#### [WHAT TO WORK ON]
From the line holding "of the license" to the final line below, restate each line word for word and add nothing.

Data extracted from a collection
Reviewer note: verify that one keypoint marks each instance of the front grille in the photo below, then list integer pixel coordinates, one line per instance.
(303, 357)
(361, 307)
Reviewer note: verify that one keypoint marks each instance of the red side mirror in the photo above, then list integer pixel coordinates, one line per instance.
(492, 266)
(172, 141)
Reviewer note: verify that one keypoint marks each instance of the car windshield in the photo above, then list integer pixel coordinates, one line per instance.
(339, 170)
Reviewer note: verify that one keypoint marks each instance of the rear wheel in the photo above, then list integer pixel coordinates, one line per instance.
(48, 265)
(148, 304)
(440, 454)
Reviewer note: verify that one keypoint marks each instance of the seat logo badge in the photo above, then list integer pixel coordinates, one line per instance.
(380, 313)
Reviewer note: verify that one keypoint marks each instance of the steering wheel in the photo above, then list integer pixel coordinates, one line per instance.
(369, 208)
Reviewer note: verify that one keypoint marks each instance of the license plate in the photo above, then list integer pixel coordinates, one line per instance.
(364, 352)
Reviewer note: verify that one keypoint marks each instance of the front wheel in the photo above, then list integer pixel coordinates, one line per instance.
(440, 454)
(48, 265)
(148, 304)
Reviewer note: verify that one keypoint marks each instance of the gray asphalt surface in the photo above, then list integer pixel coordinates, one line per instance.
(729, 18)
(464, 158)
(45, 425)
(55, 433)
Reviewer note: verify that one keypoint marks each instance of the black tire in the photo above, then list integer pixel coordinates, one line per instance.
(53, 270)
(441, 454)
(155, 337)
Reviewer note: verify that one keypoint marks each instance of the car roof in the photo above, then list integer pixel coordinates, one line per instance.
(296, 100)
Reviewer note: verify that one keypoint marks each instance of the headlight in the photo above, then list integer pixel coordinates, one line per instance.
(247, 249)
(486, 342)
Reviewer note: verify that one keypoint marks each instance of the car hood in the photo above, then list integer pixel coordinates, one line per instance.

#### [FINISHED TASK]
Reviewer note: verify that one keypoint marks each instance of the license plate in the photo above, then list integer pixel coordinates, one line per instance.
(364, 352)
Reviewer note: verify that one keypoint marks each instance of the front wheel in the photo above, then list integer pixel coordinates, one line per instance.
(440, 454)
(48, 265)
(148, 304)
Reviewer note: verify that one keypoint marks each instance of the gray asphalt surface in the photo above, then list integer pixel coordinates, one line per instance.
(729, 18)
(464, 158)
(45, 425)
(55, 433)
Reviewer note: verify that one keypoint marks each instance of the black tire in the photo above, then list integer pixel coordinates, one line per instance.
(53, 270)
(441, 454)
(155, 337)
Reviewer note: verify that one keypoint marks each instance of the car roof in the photo above, then list integer pixel coordinates, one line per instance.
(296, 100)
Reviewer note: verify that one keypoint marks each instance of the headlight in the photo above, then list integer pixel coordinates, one line per instance.
(247, 249)
(486, 342)
Reviewer note: verify that one keypoint marks each instance of the car hood in the photo above, then list integer pixel coordinates, one line per instance.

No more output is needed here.